## Task set
A: According to the Keelen opinion, where and when did the child drown?
B: Decide whether each statement agrees with the Keelen opinion, answering yes or no and quoting the words that settle it: (i) The trial court dismissed Keelen's suit. (ii) The court decides whether the statutes apply to the State and its political subdivisions. (iii) The Office of State Parks operates the park.

-- Page start --

Keelen v. State, Dept. of Culture, Recreation & Tourism
This text of 463 So. 2d 1287 (Keelen v. State, Dept. of Culture, Recreation & Tourism) is published on Counsel Stack Legal Research, covering Supreme Court of Louisiana primary law. Counsel Stack provides free access to over 12 million legal documents including statutes, case law, regulations, and constitutions.
Opinion
Brenda Ann KEELEN
v.
STATE of Louisiana, DEPARTMENT OF CULTURE, RECREATION AND TOURISM.
Supreme Court of Louisiana.
*1288 Allain F. Hardin, New Orleans, for applicant-plaintiff.
William J. Guste, Jr., Atty. Gen., A. Kell McInnis, III, Asst. Atty. Gen., La. Dept. of Justice, for respondent-defendant.
MARCUS, Justice.
Brenda Ann Keelen filed suit against the State of Louisiana through the Department of Culture, Recreation and Tourism for the wrongful death of her eight-year-old son, Larry Piker. The child drowned in a swimming pool in Fountainbleu State Park in St. Tammany Parish on July 4, 1979. The park is owned by the State and is maintained and operated by the Office of State Parks, Department of Culture, Recreation and Tourism. The State filed a motion for summary judgment alleging that it was immune from suit by authority of La.R.S. 9:2791 and La.R.S. 9:2795.[1] The trial judge *1289 granted the motion and dismissed Keelen's suit at her cost. The court of appeal affirmed.[2] We granted certiorari to review the correctness of that decision.[3]
The issues presented for our consideration are: (1) whether La.R.S. 9:2791 and 2795 apply to the State and its political subdivisions; and (2) whether the statutes confer immunity from liability for a drowning in a swimming pool at Fountainbleu State Park. Because we hold that the statutes do not confer immunity from liability for a drowning in a swimming pool, we need not decide the question of whether the statutes apply to the State and its political subdivisions.
Our task is to determine the intent of the legislature and the scope of immunity granted by the statutes. In so doing, we are guided by the principle that the most effectual way of discovering the true meaning of a law, when its expressions are dubious, is by considering the reason and spirit of it, or the cause which induced the legislature to enact it. La.Civ. Code art. 18. Where the words of a law are dubious, their meaning may be sought by examining the context with which the ambiguous words, phrases and sentences may be compared, in order to ascertain their true meaning. La.Civ.Code art. 16. We further note that the statutes in question limit the rights of plaintiffs to bring tort actions; as such, they are in derogation of a common right and must be strictly construed. American Creosote Works v. City of Natchitoches, 182 La. 641, 162 So. 206 (1935); Richard & Gaudet v. Housing Authority, City of Lafayette, 323 So.2d 168 (La.App. 3d Cir.1975), writ denied 326 So.2d 337 (La.1976).

-- Page end --
-- Record set start --

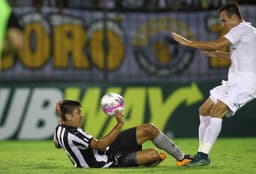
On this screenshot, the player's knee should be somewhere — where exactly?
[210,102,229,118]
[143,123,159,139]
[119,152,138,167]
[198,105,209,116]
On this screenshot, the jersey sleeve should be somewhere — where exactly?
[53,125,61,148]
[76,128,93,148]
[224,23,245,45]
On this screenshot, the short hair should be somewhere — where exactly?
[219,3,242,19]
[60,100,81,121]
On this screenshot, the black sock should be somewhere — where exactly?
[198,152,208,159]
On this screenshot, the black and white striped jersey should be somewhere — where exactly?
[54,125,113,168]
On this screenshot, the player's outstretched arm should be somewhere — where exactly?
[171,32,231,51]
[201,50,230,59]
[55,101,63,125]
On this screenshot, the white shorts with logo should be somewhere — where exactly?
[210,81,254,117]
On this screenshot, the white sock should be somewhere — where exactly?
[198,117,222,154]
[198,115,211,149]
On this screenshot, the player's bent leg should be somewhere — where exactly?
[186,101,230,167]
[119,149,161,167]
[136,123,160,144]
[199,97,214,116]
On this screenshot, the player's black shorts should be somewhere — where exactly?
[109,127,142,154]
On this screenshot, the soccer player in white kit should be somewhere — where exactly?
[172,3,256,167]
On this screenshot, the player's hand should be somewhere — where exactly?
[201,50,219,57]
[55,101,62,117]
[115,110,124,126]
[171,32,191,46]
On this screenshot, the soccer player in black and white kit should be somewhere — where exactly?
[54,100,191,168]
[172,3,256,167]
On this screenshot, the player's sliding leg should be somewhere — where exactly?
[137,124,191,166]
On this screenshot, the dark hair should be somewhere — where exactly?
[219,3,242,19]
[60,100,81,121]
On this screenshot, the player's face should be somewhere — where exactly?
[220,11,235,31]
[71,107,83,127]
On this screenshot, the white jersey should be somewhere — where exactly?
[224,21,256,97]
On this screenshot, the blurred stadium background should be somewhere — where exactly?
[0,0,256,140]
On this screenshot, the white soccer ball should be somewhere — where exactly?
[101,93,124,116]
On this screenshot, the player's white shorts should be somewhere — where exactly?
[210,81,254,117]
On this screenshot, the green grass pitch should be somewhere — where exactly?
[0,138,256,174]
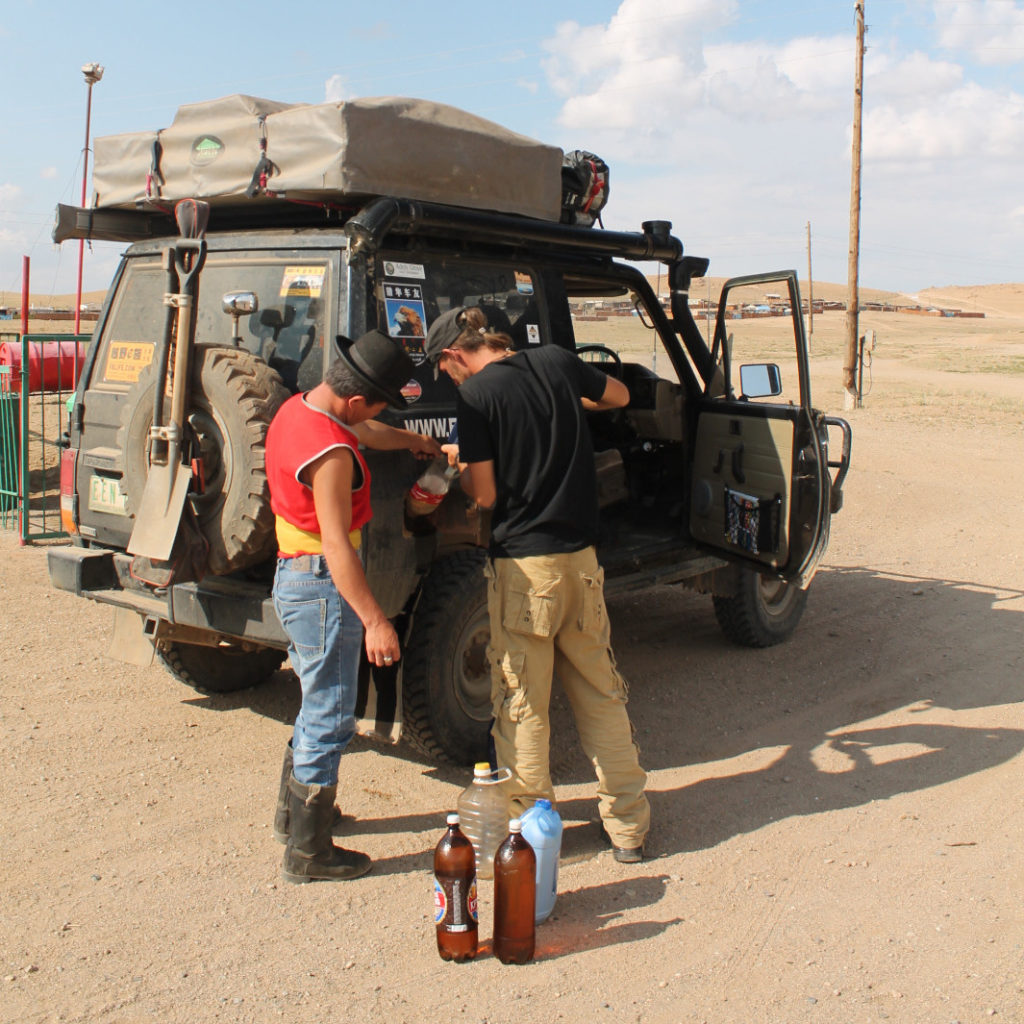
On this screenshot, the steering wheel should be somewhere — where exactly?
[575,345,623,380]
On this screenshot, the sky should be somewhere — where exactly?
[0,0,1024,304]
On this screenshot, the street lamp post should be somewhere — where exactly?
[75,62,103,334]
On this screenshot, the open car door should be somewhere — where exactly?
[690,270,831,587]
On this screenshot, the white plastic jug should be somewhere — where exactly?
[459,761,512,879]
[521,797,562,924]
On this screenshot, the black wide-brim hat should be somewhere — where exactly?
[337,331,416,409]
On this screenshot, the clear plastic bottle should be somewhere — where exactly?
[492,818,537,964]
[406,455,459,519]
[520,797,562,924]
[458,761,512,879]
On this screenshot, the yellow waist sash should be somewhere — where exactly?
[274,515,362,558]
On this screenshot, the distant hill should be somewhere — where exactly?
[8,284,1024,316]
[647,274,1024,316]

-- Record set end --

## Worked solutions
A: He drowned in a swimming pool in Fountainbleu State Park in St. Tammany Parish on July 4, 1979.

B:
(i) Yes: "granted the motion and dismissed Keelen's suit at her cost"
(ii) No: "we need not decide the question of whether the statutes apply to the State and its political subdivisions"
(iii) Yes: "is maintained and operated by the Office of State Parks"